## TASK TO CARRY OUT
Please repeat the listing below word for word, leaving out the pictures.

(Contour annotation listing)

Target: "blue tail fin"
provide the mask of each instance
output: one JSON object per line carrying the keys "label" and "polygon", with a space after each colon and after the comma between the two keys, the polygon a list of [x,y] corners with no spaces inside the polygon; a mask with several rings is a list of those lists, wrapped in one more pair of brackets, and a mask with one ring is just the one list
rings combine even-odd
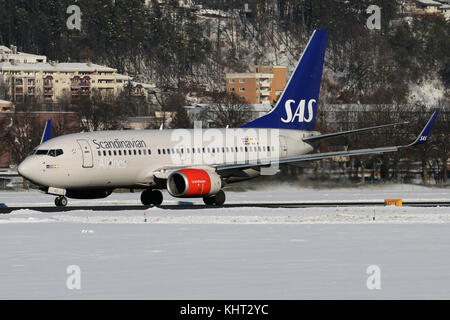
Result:
{"label": "blue tail fin", "polygon": [[275,108],[243,128],[314,130],[327,37],[314,31]]}
{"label": "blue tail fin", "polygon": [[45,123],[44,132],[42,132],[41,143],[44,143],[47,140],[52,138],[52,120],[47,120]]}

## EXERCISE RESULT
Target: "blue tail fin"
provide the mask of each instance
output: one JSON object per line carrying the keys "label" and "polygon", with a space after each colon and after the comma between the two keys, the polygon a list of [x,y] corners with no spaces inside the polygon; a mask with several rings is a list of those lists, wrapped in one more pair of brackets, and a mask with one ring is just the one list
rings combine even-odd
Result:
{"label": "blue tail fin", "polygon": [[275,108],[243,128],[314,130],[327,37],[314,31]]}
{"label": "blue tail fin", "polygon": [[45,123],[44,132],[42,132],[41,143],[44,143],[47,140],[52,138],[52,120],[47,120]]}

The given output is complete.